__Stated task 1__: In the page on downloading a single file, what value should `known_hash` be set to in order to bypass the hash check?

__Provided passage__:
Downloading a single file¶
Sometimes, you just want to download a single file (caching it locally and
checking the hash to make sure you have the right one). In these cases,
pooch.Pooch
is overkill and requires too much setup.
For that, pooch.retrieve
is what you want:
from pooch import retrieve
# Download the file and save it locally. Will check the MD5 checksum of
# the downloaded file against the given value to make sure it's the right
# file. You can use other hashes by specifying different algorithm
# names (sha256, sha1, etc).
fname = retrieve(
# URL to one of Pooch's test files
url="https://github.com/fatiando/pooch/raw/v1.0.0/data/tiny-data.txt",
known_hash="md5:70e2afd3fd7e336ae478b1e740a5f08e",
)
The file is stored locally, by default in a pooch
folder in the default
cache location of your operating system (see pooch.os_cache
).
Running this code a second time will not trigger a download, same as with
pooch.Pooch.fetch
.
If you don’t know the hash of the file, you can set known_hash=None
to
bypass the check. If this is the case, retrieve
will show a log
message with the SHA256 hash of the downloaded file. It’s highly recommended
that you copy and paste this hash into your code and use it as the
known_hash
. That way, the next time your code is run (by you or someone
else) you can guarantee that the exact same file is downloaded. This is a way
to help make sure the results of your code are reproducible.
Function retrieve
has support for all of Pooch’s
custom downloaders and
post-processing hooks. So you can use HTTP and FTP (with or
without authentication), decompress files, unpack archives, and print progress
bars with a bit of configuration.
Note
This function is meant for downloading single files. If you need to
manage the download and caching of several files, with versioning, use
pooch.create
and pooch.Pooch
instead. See Training your Pooch.

__Stated task 2__: Lay out the records below as a JSON list of strings, one string per line, running from the line containing "rainbow flag, return" through the end of the records, both ends included. Leave out blank lines and the pictures.

__Task data__:
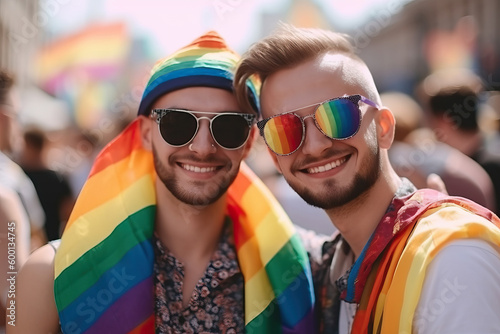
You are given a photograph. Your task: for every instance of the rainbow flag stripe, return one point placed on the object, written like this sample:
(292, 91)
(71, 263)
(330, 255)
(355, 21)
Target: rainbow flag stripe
(103, 267)
(428, 223)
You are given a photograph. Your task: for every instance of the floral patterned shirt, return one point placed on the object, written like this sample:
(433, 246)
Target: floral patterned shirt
(217, 302)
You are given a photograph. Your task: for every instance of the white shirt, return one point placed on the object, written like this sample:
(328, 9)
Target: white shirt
(461, 291)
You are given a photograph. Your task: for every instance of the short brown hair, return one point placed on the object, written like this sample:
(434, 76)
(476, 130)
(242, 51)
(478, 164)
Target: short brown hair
(287, 47)
(6, 84)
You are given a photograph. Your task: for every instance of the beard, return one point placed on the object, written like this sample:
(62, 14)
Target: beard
(197, 193)
(333, 196)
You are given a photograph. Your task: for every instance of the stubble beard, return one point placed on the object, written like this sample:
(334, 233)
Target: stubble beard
(333, 196)
(200, 193)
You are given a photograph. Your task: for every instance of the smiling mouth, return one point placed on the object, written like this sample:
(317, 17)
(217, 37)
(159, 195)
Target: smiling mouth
(326, 167)
(196, 169)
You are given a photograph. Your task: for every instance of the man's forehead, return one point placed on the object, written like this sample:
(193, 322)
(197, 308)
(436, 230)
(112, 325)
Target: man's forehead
(350, 70)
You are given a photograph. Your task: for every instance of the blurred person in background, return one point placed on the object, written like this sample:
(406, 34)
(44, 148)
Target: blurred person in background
(11, 174)
(452, 103)
(52, 187)
(14, 247)
(416, 154)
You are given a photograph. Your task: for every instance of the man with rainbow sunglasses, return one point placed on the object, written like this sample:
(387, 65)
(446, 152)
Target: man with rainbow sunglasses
(171, 232)
(405, 261)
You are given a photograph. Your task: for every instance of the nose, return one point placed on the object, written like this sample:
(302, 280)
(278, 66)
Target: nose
(315, 142)
(203, 143)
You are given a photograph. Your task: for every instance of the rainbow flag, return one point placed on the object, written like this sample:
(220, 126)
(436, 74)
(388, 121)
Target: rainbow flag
(426, 223)
(95, 53)
(104, 265)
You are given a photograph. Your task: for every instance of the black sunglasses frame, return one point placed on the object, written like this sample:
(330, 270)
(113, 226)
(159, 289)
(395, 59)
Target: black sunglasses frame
(160, 113)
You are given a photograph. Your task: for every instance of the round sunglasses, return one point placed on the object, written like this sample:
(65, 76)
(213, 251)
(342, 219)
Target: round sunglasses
(338, 118)
(178, 127)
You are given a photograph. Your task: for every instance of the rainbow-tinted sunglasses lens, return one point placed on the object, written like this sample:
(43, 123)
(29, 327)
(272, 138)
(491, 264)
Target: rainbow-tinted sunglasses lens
(337, 118)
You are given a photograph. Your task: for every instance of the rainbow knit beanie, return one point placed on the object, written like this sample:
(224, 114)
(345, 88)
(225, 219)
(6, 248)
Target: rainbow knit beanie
(206, 62)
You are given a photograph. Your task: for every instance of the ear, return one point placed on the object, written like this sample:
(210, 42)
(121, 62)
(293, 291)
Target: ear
(146, 125)
(386, 125)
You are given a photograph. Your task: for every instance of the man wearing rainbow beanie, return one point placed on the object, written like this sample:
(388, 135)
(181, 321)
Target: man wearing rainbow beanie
(171, 232)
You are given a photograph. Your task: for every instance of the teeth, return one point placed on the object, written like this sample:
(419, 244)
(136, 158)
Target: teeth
(326, 167)
(199, 169)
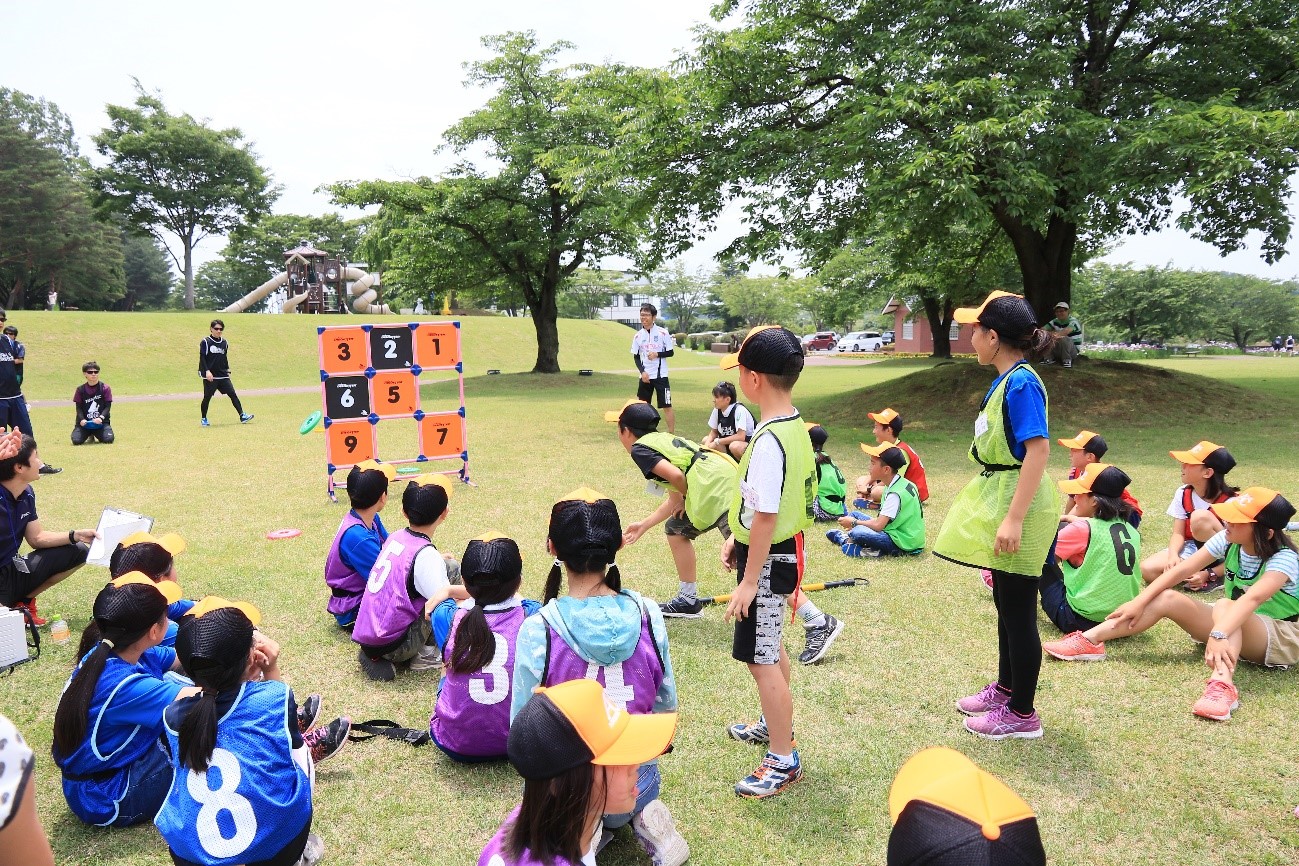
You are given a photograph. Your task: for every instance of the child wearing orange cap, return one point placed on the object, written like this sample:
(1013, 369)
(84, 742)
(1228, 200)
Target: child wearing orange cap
(1258, 619)
(1204, 469)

__Written reply 1__: `None`

__Written reply 2__:
[
  "You are given a photograph. Your task: for every instance of the rainbow flag, return one point placed on the object, written like this sample:",
  "(220, 126)",
  "(436, 74)",
  "(388, 121)",
  "Target: rainbow flag",
  "(426, 223)",
  "(95, 53)",
  "(104, 265)",
  "You are given a photograph. Your task: for every instance of the black sunglasses frame, return one point placed on the object, written like this sample:",
  "(330, 270)",
  "(113, 226)",
  "(159, 289)",
  "(395, 59)",
  "Target: black sunglasses frame",
  "(160, 113)",
  "You are given a photograph. Your task: for every instance of the round sunglasses, return one point placed on the object, written like this sample:",
  "(65, 76)",
  "(213, 251)",
  "(342, 219)",
  "Target: round sunglasses",
  "(338, 118)",
  "(178, 127)",
  "You are given a photograph. Your task: for every instance of the rainbow-tinted sunglasses lens, return one point placed on the object, written like this sample:",
  "(43, 123)",
  "(29, 327)",
  "(272, 138)",
  "(491, 264)",
  "Target: rainbow-tinted sunglasses lens",
  "(337, 118)",
  "You are given a photograph. Your task: for every instance of the rainbow knit beanie, return one point placed on the object, written like this sample:",
  "(224, 114)",
  "(345, 88)",
  "(225, 219)",
  "(6, 248)",
  "Target: rainbow knit beanie",
  "(206, 62)",
  "You are given a photograph. Your task: for every instance of the ear, return one point placed on the object, written like this sample:",
  "(210, 42)",
  "(121, 62)",
  "(293, 291)",
  "Target: ear",
  "(146, 125)",
  "(386, 125)",
  "You are given a photograph. Your task: for every instance of the man wearing rainbow beanie, return one point placed on the object, written like this sample:",
  "(388, 135)",
  "(181, 321)",
  "Target: man wearing rainbow beanie",
  "(171, 232)",
  "You are given a photograph. Your task: for every instance of the teeth, return one point placed on the object, written like this sample:",
  "(419, 244)",
  "(136, 158)",
  "Target: teeth",
  "(326, 167)",
  "(199, 169)",
  "You are given a photograph. Your task: for every instance of the child wearing orange cap, return one point placed on the object, written like this sample:",
  "(1013, 369)",
  "(84, 742)",
  "(1228, 200)",
  "Target: child wearing orange cap",
  "(1258, 619)",
  "(1204, 469)"
]